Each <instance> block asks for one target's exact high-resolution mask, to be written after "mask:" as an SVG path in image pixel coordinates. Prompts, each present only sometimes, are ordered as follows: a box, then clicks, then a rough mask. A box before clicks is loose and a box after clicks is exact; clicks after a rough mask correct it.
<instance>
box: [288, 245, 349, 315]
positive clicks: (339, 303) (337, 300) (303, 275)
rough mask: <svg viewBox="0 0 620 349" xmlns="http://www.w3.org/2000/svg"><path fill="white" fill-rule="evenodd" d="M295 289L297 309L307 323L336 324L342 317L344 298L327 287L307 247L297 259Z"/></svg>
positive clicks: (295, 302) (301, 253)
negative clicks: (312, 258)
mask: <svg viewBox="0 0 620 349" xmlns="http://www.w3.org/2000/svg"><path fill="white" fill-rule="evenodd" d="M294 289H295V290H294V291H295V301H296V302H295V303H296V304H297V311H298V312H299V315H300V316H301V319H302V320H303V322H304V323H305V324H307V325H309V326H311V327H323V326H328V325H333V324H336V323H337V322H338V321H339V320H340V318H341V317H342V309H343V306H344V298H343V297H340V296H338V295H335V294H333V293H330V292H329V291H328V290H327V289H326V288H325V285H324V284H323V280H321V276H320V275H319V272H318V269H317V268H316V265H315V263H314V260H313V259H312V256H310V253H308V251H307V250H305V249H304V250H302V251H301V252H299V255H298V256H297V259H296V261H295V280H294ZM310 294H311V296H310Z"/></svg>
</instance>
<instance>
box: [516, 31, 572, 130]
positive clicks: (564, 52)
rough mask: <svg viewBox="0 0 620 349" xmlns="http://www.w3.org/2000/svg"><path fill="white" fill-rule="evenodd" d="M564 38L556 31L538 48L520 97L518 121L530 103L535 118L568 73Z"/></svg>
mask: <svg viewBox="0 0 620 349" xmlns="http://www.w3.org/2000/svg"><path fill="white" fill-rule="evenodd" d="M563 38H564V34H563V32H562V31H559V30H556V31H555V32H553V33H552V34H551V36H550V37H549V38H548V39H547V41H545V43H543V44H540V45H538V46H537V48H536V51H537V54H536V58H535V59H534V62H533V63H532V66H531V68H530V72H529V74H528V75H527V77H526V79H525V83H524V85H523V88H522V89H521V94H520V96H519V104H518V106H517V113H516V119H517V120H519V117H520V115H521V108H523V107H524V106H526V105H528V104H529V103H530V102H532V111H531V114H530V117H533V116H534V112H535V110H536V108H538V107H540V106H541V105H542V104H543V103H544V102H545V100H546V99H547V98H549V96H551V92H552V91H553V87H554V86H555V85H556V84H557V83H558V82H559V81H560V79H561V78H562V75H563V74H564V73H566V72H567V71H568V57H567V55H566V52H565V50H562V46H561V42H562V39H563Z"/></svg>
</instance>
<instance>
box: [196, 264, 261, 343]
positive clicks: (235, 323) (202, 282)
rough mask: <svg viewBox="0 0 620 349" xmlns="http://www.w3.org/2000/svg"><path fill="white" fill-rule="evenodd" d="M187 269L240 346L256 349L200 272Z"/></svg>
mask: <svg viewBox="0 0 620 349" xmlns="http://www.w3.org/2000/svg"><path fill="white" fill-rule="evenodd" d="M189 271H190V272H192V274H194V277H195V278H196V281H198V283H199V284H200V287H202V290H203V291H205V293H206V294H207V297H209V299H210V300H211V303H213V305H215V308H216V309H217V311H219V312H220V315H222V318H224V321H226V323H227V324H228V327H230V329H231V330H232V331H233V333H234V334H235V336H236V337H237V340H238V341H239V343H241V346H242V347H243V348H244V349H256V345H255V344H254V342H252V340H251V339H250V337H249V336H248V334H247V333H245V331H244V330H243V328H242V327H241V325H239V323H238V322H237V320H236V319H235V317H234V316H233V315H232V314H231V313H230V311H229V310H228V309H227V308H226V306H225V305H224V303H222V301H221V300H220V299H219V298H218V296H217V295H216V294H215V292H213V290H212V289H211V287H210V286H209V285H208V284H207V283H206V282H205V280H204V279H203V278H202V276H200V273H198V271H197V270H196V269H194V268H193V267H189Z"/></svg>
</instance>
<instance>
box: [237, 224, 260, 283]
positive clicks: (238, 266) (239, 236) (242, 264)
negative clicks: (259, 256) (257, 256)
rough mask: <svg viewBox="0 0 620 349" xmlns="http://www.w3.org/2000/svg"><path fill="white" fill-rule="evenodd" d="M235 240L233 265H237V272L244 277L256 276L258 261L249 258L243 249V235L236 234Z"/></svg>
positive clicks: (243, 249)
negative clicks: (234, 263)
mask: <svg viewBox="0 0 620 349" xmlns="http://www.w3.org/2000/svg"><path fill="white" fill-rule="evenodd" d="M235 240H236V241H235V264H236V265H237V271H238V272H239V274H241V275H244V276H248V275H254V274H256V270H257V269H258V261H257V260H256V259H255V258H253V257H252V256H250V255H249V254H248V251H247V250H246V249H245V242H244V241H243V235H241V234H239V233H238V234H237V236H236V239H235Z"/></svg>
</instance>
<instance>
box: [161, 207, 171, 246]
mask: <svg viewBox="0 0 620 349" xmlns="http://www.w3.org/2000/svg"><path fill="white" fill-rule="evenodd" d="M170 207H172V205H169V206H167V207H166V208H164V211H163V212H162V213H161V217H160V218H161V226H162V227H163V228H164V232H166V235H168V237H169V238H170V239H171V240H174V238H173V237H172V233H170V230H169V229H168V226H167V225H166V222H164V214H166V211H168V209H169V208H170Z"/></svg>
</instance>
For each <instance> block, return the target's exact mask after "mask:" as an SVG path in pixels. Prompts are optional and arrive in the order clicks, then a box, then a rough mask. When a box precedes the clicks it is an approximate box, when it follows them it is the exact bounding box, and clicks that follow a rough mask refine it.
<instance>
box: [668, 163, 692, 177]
-------
■ Work request: Exactly the lines from the start of the entries through the one bearing "positive clicks: (295, 302) (301, 253)" are to be output, with both ends included.

■ Answer area:
Each <instance> block asks for one target's exact high-resolution mask, to be written after "mask:" as an SVG path in image pixel coordinates. Prompts, each present only sometimes, are ordered as follows: a box, then clicks, then a rough mask. A box before clicks is loose and a box after clicks is exact; clicks after a rough mask correct it.
<instance>
box: [288, 245, 349, 315]
positive clicks: (339, 303) (337, 300) (303, 275)
rough mask: <svg viewBox="0 0 620 349" xmlns="http://www.w3.org/2000/svg"><path fill="white" fill-rule="evenodd" d="M295 289L297 309L307 323L336 324L342 317L344 298L327 287L307 247L297 259Z"/></svg>
positive clicks: (295, 302) (301, 253)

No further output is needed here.